## EXERCISE BRIEF
Please gather every line in the records below that contains the word "formation", and copy each of those lines out in full. Case counts, so a line only qualifies if the capitalization matches.

++++++++

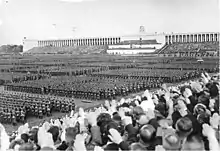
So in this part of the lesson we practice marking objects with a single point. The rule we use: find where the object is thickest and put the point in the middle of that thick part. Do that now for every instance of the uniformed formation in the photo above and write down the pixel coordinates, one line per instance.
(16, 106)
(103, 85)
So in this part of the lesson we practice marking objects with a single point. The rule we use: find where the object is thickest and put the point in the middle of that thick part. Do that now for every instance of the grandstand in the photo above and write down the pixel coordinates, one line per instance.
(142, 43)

++++++++

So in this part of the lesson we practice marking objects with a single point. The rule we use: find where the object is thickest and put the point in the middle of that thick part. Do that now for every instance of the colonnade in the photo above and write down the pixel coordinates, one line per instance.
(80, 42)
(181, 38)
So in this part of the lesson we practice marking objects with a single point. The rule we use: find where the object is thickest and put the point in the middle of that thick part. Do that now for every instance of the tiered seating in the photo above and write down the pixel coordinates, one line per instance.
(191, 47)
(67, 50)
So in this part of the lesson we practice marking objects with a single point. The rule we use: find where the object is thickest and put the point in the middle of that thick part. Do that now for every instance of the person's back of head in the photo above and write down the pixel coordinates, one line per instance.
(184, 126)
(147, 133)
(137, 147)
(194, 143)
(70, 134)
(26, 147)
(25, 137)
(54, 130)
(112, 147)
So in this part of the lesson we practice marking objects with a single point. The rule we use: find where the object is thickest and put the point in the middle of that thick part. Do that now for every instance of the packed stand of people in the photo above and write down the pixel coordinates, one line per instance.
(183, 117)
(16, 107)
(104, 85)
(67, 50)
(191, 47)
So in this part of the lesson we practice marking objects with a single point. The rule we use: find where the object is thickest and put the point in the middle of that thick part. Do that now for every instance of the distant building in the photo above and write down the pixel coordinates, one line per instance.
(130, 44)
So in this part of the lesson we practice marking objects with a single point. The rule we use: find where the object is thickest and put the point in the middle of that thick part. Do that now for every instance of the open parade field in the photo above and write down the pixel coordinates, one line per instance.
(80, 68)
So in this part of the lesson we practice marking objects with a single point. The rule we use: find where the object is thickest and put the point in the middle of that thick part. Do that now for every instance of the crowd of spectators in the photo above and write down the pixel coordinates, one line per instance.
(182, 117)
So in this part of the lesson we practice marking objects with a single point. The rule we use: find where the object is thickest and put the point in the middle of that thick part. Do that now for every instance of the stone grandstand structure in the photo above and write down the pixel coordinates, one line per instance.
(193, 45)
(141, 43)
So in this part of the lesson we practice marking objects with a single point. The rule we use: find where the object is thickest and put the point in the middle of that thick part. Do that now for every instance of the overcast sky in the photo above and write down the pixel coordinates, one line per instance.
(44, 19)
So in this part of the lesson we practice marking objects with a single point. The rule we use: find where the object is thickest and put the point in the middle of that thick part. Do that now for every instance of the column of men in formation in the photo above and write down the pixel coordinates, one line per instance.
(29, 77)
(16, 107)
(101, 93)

++++++++

## CORRECT RESULT
So in this part of the lesson we practice marking objects with a single point. The rule we use: find where the object is thickest and put the point in the middle of that thick part. Do that now for every instance of the uniformed formation in the photo above and write down the pixel coordinates, one line per instance.
So in this part of the lesson we practice marking objects with a single point. The rule we use: find where the object is thickest and put the point in the middle of that thick part. Do that now for every instance of the column of men in formation in the photo above and write down the pixel coordinates, one line per instance.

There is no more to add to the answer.